**TASK OBJECTIVE**
Return exactly the lines that run from the one containing "Where can the worker's hand" to the end of the entries, with both ends included.

**MATERIAL SUPPLIED**
============
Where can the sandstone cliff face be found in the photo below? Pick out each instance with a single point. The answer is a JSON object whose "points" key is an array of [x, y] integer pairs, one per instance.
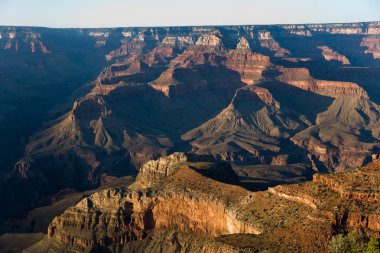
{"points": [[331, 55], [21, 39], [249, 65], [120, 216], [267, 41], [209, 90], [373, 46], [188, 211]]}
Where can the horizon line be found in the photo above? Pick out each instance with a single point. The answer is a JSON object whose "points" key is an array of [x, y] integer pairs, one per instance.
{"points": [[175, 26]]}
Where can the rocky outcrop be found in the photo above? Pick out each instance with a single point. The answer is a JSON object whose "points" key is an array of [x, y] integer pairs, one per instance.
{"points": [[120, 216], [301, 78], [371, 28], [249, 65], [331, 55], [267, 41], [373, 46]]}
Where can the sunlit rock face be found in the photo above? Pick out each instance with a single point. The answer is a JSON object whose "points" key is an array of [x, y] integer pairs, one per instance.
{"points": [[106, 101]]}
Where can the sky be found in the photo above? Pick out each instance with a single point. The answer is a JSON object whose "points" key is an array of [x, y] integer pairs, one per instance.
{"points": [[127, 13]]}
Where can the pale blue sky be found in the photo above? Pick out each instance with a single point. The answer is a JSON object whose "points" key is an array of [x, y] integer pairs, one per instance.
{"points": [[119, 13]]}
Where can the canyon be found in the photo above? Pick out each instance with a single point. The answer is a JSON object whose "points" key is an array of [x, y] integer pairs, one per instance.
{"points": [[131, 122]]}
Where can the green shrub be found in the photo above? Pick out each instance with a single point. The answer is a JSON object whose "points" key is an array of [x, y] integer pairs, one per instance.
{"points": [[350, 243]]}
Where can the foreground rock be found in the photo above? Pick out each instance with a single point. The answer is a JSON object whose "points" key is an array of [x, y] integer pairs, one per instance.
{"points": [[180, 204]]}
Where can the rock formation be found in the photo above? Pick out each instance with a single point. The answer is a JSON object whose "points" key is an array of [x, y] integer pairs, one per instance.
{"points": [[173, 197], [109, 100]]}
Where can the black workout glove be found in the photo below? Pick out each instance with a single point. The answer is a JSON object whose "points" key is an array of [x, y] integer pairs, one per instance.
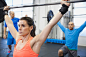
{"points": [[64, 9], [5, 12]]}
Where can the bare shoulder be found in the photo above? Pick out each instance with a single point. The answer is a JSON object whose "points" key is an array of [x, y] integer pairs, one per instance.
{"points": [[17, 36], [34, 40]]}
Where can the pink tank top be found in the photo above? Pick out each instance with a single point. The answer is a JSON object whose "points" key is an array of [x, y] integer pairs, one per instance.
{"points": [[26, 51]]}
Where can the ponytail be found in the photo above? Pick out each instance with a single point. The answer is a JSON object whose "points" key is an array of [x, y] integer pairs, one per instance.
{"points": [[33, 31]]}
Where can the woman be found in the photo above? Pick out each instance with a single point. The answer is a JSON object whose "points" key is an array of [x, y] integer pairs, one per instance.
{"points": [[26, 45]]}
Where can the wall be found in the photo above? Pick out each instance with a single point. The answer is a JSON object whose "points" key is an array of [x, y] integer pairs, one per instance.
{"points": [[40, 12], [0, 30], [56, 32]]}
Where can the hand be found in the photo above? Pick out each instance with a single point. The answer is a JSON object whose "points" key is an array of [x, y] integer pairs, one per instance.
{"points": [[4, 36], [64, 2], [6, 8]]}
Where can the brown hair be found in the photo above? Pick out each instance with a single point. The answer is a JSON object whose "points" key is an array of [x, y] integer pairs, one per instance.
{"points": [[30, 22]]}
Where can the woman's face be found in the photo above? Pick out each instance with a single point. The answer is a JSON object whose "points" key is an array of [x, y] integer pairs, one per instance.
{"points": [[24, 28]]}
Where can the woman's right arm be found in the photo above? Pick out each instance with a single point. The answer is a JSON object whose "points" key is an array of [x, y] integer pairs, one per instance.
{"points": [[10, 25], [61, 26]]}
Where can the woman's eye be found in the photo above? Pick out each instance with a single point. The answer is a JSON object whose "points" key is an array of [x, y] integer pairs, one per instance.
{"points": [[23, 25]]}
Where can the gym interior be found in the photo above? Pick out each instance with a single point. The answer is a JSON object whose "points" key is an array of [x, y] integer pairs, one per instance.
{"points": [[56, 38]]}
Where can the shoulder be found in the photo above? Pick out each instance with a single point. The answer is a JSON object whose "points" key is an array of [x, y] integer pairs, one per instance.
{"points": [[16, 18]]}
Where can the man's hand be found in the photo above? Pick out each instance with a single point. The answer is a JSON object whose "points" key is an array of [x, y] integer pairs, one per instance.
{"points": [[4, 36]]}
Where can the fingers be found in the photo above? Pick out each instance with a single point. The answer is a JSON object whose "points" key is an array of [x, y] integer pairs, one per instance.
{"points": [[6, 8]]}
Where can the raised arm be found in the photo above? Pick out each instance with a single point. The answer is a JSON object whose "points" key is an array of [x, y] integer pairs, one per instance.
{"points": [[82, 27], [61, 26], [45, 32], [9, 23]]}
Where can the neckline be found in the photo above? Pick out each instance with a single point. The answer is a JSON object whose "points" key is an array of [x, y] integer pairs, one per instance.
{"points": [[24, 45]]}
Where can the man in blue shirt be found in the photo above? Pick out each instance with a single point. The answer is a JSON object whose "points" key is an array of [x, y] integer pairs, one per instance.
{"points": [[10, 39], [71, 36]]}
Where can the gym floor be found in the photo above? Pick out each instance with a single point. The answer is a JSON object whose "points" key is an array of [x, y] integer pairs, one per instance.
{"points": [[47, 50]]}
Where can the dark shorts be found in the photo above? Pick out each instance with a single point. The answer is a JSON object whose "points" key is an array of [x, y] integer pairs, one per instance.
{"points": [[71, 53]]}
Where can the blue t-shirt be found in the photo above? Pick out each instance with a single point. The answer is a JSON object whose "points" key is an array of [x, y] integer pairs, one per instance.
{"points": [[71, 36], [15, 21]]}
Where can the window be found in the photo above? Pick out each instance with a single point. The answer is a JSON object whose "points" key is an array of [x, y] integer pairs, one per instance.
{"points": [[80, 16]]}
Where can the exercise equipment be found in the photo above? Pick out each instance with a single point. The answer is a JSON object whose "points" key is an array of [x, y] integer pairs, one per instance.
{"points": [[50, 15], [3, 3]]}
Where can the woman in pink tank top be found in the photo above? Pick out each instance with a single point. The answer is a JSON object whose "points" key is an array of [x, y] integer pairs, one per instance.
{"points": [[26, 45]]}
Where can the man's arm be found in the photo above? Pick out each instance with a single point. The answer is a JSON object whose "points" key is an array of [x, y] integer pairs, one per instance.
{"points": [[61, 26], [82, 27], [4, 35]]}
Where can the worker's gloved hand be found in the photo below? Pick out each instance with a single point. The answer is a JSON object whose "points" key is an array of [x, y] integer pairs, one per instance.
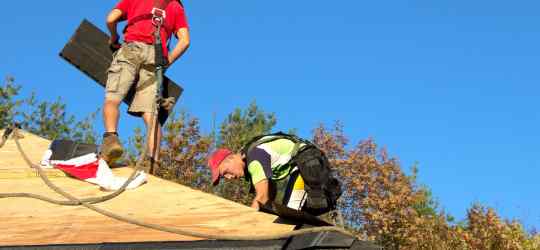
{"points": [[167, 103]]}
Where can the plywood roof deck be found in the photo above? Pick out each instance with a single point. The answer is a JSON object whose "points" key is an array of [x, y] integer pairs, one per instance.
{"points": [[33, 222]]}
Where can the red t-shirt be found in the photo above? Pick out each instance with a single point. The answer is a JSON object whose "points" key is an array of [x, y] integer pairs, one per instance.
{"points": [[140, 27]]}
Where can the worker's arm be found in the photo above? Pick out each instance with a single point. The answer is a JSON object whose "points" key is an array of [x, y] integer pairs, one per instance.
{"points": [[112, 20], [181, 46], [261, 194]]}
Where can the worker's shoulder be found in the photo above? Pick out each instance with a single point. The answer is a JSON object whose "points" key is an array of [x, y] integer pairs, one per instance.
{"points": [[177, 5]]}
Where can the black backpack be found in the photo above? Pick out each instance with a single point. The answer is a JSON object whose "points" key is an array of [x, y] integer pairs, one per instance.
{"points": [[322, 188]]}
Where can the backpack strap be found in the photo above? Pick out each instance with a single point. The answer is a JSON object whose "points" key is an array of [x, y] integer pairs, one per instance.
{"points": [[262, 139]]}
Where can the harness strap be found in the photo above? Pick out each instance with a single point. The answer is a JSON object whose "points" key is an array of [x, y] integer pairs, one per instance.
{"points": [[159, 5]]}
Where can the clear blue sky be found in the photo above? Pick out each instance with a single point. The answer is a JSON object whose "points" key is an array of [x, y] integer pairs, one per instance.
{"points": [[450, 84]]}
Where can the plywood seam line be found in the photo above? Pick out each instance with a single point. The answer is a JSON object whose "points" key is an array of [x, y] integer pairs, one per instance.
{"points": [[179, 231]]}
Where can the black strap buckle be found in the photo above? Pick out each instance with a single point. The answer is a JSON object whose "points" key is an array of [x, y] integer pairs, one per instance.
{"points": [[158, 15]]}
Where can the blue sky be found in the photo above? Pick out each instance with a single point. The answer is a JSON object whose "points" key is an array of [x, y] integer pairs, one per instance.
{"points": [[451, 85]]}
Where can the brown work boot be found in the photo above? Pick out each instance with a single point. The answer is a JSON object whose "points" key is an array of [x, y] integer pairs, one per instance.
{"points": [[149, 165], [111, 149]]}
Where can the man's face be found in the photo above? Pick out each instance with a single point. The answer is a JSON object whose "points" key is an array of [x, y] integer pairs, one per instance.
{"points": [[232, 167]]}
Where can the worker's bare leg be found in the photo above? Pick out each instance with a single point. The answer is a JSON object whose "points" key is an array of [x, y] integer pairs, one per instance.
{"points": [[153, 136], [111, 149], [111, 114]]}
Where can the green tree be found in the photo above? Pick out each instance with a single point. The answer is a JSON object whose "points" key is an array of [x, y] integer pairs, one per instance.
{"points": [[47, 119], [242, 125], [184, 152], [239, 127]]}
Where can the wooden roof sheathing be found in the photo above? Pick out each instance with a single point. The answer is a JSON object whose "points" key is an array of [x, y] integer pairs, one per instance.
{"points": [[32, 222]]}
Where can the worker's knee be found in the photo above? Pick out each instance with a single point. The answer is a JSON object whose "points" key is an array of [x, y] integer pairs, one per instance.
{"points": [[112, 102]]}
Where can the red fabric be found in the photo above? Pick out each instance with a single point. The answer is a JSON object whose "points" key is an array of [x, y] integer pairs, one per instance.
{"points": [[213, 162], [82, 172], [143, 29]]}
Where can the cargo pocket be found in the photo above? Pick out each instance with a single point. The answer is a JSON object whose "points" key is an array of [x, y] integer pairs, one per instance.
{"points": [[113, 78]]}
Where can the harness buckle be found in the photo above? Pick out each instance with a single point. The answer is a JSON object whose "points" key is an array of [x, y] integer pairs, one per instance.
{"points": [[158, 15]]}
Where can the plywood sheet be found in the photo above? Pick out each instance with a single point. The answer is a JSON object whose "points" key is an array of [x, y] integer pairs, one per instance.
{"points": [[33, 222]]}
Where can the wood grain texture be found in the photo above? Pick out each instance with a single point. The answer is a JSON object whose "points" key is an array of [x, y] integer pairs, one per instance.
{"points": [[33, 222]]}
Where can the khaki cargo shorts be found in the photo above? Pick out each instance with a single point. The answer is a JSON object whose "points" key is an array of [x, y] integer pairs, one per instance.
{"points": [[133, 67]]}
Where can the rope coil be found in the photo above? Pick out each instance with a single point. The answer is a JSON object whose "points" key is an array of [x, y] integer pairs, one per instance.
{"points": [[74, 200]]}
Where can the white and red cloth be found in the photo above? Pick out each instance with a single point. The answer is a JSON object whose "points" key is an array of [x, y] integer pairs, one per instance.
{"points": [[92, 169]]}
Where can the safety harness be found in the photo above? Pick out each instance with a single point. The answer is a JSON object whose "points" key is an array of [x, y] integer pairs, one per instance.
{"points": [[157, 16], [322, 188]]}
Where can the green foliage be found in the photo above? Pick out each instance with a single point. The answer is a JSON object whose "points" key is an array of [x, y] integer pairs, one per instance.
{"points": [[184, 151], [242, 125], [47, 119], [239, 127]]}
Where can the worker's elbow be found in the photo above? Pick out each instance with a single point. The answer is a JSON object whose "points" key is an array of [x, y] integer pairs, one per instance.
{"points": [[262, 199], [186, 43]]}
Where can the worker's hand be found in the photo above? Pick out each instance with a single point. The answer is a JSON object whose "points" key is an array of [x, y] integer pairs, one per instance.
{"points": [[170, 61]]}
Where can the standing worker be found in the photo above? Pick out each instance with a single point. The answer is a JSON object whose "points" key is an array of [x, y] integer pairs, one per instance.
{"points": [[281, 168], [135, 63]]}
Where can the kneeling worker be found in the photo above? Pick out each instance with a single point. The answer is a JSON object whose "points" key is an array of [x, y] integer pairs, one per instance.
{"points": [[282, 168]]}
============
**TASK ANSWER**
Where can the worker's hand be found in the photo above? Pick out each instance with a single point. The answer is a JSON object whose "points" key is an array of [x, y] integer pairs, one per instance.
{"points": [[170, 61]]}
Where can the standing worker be found in the photo above? Pick out each instance with a single point. The answer is a JSON object whose "points" key is an array of [x, y] integer pairs, one per instance.
{"points": [[281, 168], [135, 63]]}
Where can the kneeling worker be found in the photo above? Pick out each instance with a single point. The answer is a JSON object whose "points" key is an array of [x, y] integer pairs, one per instance.
{"points": [[282, 168]]}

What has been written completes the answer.